* REQUIREMENT *
Collect each line below that contains the string "person". Letter case matters.

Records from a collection
——————————
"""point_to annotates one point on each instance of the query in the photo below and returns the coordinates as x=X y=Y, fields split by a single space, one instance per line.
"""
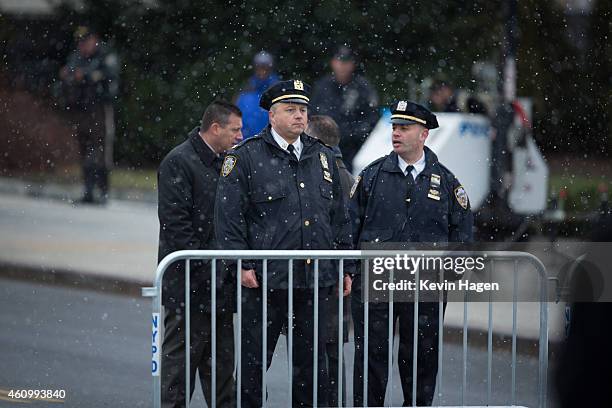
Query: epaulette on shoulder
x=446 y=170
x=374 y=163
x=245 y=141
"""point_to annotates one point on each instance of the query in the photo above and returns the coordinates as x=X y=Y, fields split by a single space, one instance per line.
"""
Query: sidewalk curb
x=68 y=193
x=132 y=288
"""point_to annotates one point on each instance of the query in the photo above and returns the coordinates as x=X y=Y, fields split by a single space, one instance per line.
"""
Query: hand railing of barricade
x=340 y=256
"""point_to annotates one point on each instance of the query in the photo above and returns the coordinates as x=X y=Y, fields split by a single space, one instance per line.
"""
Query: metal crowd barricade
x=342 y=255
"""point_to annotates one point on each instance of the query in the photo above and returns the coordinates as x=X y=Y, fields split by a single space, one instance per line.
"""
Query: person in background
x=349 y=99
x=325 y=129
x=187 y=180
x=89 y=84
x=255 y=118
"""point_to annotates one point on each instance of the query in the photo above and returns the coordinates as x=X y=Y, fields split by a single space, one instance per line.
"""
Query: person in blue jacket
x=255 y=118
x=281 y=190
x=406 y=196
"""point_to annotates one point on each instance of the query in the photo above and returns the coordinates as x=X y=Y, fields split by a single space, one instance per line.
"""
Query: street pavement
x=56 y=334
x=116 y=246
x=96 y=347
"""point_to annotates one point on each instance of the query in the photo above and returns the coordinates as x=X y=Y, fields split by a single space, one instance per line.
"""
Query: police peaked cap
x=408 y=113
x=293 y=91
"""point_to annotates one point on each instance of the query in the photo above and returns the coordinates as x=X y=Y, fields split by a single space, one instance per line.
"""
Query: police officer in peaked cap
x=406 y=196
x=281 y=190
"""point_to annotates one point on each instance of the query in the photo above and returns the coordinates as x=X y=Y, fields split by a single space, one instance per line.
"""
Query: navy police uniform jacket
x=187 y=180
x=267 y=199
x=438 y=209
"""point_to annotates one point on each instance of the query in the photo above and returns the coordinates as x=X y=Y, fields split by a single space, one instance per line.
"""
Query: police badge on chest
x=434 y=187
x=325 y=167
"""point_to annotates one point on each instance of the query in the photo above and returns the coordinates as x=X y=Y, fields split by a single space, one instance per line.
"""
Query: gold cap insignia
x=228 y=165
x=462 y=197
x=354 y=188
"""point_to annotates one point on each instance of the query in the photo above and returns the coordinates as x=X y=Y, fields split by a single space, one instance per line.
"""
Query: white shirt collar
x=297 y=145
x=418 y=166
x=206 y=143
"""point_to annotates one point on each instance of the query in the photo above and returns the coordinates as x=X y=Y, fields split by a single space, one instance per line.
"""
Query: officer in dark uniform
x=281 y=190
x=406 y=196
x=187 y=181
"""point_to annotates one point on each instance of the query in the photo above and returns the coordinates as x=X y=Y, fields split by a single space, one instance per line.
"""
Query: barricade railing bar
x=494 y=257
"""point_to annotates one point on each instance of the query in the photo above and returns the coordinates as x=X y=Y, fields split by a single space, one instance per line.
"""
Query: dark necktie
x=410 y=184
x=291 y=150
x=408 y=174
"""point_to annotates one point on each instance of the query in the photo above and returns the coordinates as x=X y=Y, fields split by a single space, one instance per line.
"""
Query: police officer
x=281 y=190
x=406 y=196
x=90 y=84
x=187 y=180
——————————
* ANSWER *
Query: person in background
Query: person in blue jacket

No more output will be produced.